*短い課題:*
下の項目のうち、文字列「water」を含む行を数え、その数だけを答えよ。大文字と小文字は区別する。

──────

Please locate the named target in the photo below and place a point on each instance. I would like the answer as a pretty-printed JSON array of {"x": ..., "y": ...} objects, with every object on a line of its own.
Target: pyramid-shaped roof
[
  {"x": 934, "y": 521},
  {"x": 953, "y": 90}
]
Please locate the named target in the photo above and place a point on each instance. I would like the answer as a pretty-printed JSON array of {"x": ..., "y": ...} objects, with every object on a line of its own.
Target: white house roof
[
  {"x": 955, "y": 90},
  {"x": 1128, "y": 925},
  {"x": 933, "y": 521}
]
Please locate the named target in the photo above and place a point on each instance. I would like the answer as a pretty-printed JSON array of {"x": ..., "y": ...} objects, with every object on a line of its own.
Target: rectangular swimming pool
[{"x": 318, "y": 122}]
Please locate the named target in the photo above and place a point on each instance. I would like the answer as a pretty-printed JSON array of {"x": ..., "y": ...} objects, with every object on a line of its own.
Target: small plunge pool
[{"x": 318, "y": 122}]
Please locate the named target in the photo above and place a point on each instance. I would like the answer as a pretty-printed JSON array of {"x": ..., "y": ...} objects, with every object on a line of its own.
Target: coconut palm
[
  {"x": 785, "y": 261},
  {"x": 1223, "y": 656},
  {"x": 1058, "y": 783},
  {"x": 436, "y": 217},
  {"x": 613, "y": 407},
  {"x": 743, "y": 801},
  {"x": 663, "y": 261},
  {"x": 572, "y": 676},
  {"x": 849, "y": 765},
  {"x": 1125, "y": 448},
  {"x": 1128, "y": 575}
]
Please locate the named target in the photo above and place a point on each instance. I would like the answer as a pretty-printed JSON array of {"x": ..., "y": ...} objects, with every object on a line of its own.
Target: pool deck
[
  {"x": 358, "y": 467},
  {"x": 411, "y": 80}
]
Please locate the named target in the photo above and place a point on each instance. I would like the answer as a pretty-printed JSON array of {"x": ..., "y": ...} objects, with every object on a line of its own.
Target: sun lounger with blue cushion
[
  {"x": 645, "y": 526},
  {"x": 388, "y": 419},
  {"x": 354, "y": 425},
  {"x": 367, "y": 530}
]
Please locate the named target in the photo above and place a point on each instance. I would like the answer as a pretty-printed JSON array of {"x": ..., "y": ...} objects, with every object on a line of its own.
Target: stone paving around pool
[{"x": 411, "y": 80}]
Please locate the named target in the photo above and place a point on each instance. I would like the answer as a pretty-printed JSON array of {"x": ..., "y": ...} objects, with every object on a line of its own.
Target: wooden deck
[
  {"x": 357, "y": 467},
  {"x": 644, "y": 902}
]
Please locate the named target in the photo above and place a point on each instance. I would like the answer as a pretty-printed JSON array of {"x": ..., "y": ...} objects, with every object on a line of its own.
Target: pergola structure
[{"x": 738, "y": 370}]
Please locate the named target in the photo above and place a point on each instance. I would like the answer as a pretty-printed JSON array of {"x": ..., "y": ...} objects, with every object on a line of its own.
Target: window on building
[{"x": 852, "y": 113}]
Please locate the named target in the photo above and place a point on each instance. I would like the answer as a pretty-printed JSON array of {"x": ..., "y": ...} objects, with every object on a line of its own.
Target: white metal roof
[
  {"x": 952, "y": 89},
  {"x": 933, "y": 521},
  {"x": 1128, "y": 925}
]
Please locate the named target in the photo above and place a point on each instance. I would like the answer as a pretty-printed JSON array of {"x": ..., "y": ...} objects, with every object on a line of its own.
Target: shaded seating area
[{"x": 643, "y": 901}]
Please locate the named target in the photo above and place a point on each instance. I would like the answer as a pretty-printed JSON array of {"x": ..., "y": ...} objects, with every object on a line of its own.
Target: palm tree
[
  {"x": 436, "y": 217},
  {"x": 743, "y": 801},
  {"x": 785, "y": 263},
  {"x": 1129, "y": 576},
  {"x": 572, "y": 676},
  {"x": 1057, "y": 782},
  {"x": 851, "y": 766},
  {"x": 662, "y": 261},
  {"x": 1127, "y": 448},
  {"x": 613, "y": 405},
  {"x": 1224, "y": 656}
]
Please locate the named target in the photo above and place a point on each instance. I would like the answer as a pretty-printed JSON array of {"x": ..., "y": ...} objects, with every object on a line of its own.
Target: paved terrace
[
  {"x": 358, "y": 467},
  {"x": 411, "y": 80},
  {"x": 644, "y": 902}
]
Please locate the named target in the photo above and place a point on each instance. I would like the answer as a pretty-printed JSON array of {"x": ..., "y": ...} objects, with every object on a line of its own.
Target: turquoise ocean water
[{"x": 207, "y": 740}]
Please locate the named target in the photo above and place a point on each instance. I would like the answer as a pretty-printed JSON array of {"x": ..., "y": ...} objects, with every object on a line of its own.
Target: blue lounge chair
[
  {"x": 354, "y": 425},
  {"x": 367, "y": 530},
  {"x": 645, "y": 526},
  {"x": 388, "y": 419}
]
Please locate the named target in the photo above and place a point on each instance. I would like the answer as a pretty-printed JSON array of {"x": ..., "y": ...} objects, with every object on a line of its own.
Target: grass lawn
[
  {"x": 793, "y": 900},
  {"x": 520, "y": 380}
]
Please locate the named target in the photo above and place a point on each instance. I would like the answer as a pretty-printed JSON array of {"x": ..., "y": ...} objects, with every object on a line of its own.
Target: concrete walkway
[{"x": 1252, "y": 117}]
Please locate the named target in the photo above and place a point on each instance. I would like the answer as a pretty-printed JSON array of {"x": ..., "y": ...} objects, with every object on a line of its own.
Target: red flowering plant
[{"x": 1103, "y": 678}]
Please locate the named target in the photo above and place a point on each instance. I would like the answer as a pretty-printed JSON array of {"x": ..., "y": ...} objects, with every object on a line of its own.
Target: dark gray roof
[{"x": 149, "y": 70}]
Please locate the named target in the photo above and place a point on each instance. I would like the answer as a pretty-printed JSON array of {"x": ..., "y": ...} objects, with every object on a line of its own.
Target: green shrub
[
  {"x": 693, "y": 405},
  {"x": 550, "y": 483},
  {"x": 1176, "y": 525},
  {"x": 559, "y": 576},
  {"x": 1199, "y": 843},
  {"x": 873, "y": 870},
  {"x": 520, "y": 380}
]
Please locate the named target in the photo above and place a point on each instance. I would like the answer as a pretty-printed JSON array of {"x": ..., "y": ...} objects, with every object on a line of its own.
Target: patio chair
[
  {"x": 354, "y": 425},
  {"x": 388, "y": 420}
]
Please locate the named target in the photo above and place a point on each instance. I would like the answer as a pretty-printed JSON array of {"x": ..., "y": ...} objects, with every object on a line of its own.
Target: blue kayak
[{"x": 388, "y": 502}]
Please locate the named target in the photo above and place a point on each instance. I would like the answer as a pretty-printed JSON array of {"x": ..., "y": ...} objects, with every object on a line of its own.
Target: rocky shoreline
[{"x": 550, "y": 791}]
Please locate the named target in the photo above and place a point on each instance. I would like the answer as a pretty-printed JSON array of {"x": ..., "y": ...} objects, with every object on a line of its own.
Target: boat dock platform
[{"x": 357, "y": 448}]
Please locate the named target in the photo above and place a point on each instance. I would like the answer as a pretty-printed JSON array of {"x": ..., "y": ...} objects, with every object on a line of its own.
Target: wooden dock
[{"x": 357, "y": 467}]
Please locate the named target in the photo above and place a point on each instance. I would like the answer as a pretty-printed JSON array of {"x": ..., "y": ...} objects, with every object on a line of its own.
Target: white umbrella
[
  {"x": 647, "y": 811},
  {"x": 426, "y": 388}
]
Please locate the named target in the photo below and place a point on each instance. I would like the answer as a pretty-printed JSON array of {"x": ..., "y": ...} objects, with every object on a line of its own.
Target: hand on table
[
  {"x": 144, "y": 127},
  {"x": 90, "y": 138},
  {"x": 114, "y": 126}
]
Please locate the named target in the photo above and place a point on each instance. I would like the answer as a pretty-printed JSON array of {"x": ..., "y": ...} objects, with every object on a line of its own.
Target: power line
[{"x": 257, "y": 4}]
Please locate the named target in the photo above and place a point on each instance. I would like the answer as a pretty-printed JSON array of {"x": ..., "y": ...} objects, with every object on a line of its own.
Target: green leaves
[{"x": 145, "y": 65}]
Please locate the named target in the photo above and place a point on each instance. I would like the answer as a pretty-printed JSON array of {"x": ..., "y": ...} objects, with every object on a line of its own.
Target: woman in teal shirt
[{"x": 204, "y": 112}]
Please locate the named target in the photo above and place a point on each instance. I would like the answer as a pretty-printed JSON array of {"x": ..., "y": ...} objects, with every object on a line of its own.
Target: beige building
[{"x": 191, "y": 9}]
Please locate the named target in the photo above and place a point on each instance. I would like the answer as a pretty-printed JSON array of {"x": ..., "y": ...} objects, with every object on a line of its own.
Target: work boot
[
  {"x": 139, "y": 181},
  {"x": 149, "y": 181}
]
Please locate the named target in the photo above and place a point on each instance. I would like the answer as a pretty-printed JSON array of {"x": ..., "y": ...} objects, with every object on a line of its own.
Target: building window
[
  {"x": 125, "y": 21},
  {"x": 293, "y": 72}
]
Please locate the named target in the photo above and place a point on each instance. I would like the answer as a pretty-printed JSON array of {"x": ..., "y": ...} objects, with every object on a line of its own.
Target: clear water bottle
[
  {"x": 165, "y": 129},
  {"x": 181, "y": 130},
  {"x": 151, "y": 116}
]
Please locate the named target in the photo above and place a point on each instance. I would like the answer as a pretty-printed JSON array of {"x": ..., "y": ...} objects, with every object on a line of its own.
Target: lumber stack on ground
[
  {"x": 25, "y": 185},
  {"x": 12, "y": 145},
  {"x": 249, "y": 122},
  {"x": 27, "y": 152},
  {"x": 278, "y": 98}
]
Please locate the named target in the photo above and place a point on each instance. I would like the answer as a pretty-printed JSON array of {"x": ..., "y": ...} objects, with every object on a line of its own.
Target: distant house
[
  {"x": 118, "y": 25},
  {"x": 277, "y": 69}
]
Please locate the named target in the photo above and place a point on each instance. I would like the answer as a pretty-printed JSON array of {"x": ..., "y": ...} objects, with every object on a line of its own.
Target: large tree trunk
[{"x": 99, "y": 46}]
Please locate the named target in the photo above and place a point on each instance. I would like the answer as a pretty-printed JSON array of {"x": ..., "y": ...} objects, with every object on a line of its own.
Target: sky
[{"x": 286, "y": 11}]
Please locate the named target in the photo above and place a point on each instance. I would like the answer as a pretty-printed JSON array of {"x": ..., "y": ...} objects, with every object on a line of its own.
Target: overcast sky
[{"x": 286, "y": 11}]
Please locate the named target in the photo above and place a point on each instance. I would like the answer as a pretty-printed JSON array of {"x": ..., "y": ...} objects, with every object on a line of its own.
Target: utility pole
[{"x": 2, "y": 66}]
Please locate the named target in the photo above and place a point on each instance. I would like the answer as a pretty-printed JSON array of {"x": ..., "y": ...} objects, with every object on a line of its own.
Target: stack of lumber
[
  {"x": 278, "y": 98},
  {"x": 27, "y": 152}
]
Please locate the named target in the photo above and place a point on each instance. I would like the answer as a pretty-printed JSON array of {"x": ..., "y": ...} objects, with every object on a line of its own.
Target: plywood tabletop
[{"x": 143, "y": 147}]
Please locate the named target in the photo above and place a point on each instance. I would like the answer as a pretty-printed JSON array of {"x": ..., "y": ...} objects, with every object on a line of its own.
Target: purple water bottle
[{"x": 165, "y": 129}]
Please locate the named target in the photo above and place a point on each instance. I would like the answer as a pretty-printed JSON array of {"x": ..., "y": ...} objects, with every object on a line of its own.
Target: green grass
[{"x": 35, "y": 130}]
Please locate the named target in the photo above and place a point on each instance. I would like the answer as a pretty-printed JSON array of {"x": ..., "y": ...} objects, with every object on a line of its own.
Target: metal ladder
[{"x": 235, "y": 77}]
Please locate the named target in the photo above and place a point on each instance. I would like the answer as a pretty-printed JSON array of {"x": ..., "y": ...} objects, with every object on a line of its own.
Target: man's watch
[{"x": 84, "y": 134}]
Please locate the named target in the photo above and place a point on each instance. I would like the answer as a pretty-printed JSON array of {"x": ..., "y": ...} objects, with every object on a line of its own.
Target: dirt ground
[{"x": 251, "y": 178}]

──────

*回答:*
3